--- AVAILABLE RECORDS ---
---*---

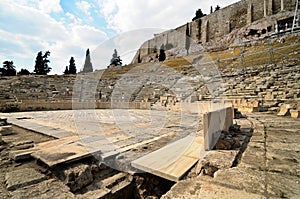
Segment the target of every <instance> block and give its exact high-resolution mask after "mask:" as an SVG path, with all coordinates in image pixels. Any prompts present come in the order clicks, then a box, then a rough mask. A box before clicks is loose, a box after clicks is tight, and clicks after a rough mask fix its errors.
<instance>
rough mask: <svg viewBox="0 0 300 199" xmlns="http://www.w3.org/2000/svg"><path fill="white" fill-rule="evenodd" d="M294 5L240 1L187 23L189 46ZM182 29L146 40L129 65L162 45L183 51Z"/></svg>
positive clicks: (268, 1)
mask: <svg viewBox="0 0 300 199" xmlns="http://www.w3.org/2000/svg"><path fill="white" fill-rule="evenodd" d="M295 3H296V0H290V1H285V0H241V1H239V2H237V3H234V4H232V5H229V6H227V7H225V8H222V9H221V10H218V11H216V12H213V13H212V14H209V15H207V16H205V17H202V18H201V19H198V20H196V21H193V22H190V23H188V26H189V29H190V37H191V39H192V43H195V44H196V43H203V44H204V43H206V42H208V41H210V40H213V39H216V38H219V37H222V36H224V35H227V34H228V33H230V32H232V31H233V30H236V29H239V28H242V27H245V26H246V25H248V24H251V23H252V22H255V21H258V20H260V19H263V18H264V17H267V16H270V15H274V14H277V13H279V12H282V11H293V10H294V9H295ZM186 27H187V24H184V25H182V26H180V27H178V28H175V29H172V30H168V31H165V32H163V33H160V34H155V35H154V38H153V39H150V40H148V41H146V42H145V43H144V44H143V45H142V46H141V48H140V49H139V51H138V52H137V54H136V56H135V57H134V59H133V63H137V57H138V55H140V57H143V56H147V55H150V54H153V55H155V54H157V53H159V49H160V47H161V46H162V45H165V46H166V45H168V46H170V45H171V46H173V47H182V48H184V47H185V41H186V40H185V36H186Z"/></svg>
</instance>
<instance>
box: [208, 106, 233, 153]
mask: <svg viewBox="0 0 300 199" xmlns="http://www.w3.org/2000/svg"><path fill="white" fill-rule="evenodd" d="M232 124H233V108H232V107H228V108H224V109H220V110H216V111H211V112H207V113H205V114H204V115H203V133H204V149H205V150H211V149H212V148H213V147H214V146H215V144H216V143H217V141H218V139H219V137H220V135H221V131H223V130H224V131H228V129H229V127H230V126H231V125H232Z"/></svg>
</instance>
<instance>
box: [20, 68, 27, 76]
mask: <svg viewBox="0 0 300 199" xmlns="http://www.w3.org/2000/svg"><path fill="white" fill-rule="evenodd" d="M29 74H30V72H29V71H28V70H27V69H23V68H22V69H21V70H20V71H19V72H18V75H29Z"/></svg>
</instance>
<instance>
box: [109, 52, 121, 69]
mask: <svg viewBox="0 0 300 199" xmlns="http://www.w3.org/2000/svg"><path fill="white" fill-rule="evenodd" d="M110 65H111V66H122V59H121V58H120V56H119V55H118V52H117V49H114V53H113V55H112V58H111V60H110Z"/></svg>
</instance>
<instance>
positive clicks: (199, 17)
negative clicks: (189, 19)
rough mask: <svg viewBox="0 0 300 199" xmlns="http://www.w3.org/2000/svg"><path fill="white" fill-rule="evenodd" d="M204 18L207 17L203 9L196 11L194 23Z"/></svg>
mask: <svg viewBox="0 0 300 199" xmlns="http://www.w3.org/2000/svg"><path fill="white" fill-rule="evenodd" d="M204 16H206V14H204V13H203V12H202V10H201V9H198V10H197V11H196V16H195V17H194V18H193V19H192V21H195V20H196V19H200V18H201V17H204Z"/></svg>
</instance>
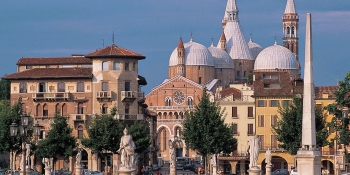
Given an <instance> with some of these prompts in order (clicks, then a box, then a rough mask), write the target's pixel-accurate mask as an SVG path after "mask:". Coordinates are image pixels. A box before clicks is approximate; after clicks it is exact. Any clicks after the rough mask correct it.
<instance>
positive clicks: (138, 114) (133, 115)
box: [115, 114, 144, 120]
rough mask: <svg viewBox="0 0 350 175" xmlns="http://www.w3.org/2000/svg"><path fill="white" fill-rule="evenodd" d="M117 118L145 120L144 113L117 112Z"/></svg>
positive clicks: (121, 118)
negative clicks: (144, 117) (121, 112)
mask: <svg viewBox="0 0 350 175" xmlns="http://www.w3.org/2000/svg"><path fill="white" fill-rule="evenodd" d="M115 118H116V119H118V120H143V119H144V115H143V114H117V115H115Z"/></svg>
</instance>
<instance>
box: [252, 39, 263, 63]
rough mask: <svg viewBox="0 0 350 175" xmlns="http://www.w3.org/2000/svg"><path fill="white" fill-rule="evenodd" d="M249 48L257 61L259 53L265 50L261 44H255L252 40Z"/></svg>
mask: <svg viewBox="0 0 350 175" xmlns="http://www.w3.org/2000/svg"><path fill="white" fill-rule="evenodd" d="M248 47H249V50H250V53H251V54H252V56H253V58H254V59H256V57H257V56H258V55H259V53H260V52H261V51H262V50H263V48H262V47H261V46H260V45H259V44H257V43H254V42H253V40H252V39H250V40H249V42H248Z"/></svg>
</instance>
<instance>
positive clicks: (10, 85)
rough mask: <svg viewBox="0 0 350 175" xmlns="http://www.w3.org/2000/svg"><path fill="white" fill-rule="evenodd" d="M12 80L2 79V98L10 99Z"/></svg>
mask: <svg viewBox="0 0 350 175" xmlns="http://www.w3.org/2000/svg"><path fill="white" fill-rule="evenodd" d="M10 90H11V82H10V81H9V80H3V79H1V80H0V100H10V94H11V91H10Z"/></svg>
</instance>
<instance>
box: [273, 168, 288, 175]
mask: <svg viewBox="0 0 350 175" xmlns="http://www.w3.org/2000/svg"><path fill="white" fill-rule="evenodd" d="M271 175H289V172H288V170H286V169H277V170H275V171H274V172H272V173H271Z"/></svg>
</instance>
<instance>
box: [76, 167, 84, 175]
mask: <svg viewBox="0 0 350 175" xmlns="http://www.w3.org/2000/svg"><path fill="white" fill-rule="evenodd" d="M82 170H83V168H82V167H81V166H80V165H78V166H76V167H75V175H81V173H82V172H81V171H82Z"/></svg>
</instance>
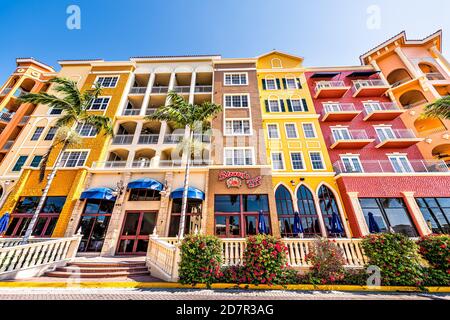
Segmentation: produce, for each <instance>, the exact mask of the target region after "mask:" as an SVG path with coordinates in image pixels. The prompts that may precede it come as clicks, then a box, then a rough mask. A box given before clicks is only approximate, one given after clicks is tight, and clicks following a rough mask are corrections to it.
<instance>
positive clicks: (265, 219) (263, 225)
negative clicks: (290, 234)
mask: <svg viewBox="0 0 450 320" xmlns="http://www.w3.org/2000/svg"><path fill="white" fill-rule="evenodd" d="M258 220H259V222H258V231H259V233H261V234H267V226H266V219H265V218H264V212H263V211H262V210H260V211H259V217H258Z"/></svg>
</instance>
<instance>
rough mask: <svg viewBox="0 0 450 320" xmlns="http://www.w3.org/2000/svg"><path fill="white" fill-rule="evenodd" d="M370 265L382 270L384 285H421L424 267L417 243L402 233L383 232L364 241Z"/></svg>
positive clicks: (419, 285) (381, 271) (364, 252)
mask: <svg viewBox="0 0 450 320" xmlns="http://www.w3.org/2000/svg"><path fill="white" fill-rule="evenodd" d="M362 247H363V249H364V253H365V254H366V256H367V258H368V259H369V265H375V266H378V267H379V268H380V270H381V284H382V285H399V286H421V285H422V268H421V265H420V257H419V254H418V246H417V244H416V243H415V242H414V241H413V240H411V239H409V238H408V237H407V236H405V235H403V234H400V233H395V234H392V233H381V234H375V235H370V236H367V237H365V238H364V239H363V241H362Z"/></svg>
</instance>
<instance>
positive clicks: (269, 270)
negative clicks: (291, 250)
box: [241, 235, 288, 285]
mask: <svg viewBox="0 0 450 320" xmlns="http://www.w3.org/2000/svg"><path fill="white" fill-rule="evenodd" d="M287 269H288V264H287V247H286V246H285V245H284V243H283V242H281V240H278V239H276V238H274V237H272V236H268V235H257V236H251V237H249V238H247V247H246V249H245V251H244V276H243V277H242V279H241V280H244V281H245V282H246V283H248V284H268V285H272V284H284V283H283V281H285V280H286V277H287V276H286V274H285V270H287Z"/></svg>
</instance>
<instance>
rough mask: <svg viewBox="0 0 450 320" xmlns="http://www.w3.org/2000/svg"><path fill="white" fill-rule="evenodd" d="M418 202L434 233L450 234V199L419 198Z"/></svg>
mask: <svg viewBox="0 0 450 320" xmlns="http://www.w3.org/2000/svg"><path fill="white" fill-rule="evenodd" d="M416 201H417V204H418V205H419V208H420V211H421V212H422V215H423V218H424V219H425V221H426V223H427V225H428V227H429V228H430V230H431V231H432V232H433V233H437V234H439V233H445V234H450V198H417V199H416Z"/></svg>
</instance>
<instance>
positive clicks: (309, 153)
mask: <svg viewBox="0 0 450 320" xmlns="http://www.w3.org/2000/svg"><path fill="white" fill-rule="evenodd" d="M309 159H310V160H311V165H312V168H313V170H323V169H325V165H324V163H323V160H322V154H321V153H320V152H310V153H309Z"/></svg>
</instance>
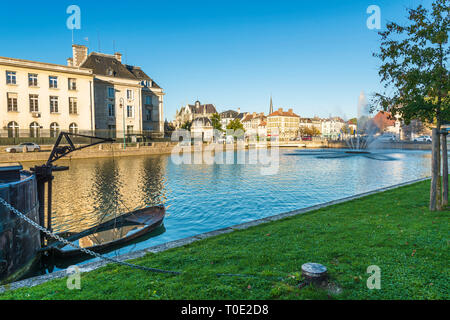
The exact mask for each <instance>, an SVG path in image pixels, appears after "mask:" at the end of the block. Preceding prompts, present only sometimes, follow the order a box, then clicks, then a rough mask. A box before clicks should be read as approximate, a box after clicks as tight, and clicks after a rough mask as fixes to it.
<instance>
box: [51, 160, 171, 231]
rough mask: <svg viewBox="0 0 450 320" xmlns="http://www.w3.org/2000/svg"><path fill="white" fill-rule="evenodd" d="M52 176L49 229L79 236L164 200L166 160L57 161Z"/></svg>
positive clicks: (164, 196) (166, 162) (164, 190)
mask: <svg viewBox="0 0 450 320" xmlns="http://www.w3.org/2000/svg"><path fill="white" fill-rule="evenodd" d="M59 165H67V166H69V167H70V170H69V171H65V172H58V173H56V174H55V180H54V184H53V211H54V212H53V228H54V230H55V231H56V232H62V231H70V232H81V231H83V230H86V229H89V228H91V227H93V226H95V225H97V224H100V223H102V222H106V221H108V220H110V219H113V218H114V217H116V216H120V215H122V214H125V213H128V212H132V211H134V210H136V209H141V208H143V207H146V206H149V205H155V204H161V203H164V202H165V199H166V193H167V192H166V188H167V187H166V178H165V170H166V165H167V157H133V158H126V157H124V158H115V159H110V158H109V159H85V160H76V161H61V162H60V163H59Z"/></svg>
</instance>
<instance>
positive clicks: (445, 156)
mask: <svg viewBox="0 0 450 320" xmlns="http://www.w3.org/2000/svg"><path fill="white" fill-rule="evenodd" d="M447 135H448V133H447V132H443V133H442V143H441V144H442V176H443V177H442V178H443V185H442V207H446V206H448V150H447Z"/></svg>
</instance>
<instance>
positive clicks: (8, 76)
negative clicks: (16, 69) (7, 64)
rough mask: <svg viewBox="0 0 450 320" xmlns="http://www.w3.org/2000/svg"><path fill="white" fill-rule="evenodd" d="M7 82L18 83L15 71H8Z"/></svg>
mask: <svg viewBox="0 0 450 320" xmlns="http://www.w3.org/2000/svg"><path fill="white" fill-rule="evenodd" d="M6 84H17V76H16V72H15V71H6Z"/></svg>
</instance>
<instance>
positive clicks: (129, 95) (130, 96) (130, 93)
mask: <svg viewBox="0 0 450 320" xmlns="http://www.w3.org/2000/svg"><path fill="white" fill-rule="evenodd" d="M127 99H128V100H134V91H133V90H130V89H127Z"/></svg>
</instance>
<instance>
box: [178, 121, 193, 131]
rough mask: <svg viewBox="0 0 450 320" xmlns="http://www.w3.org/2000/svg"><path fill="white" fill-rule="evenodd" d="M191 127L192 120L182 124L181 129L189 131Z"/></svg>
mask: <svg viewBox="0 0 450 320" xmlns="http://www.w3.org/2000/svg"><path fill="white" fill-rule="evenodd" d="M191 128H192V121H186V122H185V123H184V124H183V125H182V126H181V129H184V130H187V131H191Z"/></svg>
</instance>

---*---

--- THE TASK ---
Return each line of the data above that contains the word "negative".

--- EXERCISE ANSWER ---
negative clicks: (189, 19)
negative clicks: (144, 117) (121, 112)
negative clicks: (290, 234)
negative clicks: (291, 250)
negative clicks: (16, 69) (7, 64)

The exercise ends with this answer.